:: PASSAGE SHOWN
Keeping this in mind I set out for the “Night of the Museum” at the Museum of the Great Patriotic War in Minsk (Музейгісторыі Вялікай Айчыннай Вайны) on May 19, 2018. The museum was founded shortly after the liberation of Minsk, making it the only World War II museum which opened before the Second World War had even ended. In 1966, it moved to the present building at the edge of Victory Park (Парк Перамогі).

You could hardly make this even more patriotic: the building is situated on a hill, the large stele is dedicated to the Hero City of Minsk, the female statue with the trumpet is named “The motherland is calling” (Радзіма-маці). A total of 12 cities were awarded the title of “Hero City” by the Soviet Union to honor the “mass heroism of their defenders in the Great Patriotic War”. Large neon letters on the building opposite of the museum also remind visitors about this once more.

The ten “rays” behind the stele show various, typically Soviet reliefs. Some reminded me of similar works of art in some stops of the Moscow Metro.

The collection currently contains more than 140,000 exhibits, of which very few can be exhibited. The exhibition rooms were surprisingly professional and definitely did not have to hide from other international counterparts. Most of the exhibits were labeled in Belarusian, Russian and English – a rarity in this region. The curators also did a good job focusing more on historically correct information than blatant blame.

The extensive dioramas and the nicely lit rooms were particularly impressive. The decoration of the interiors must have cost a lot of time and money.
::::
**TASK STATEMENT:**
From the museum passage, copy out the part that begins with the words containing "The collection currently" and ends with "than blatant blame.". The listing after this point has no connection to the museum passage.
:: GIVEN DATA
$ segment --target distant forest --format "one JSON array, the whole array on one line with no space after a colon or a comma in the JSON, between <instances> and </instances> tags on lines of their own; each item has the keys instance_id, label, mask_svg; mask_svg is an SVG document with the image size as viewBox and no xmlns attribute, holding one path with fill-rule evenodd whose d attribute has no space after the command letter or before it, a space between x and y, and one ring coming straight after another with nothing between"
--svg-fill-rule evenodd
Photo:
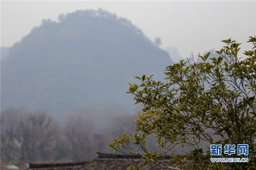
::::
**IN RESPONSE:**
The collection currently contains more than 140,000 exhibits, of which very few can be exhibited. The exhibition rooms were surprisingly professional and definitely did not have to hide from other international counterparts. Most of the exhibits were labeled in Belarusian, Russian and English – a rarity in this region. The curators also did a good job focusing more on historically correct information than blatant blame.